### WHAT IS BEING ASKED:
Render the lines below as a Markdown table with the columns "Row" and "Text," giving each row its number and omitting blank lines. Leave the pictures out of the table.

Records from a point-labeling set:
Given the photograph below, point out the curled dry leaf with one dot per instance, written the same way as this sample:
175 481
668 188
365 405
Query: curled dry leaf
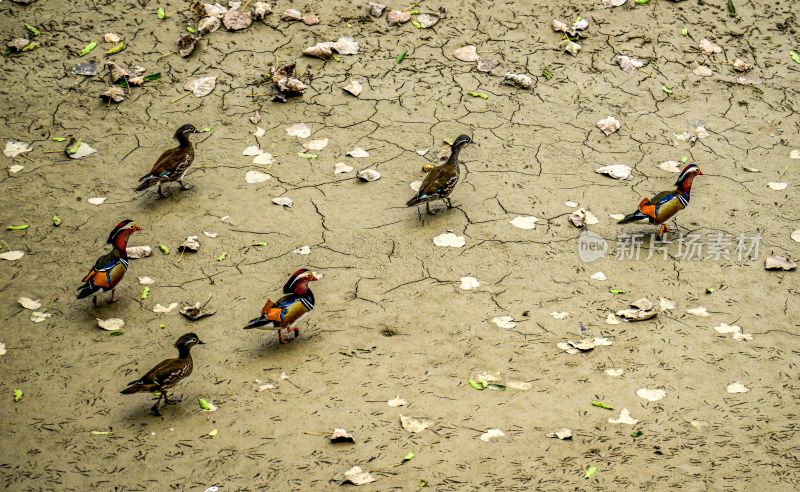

### SOLUTION FOR THIS TASK:
| Row | Text |
|---|---|
| 1 | Given the photograph below, point out the curled dry leaf with one dot per instance, written the same way as this sample: |
| 2 | 175 481 |
| 3 | 668 188 |
| 4 | 365 405 |
| 5 | Query: curled dry leaf |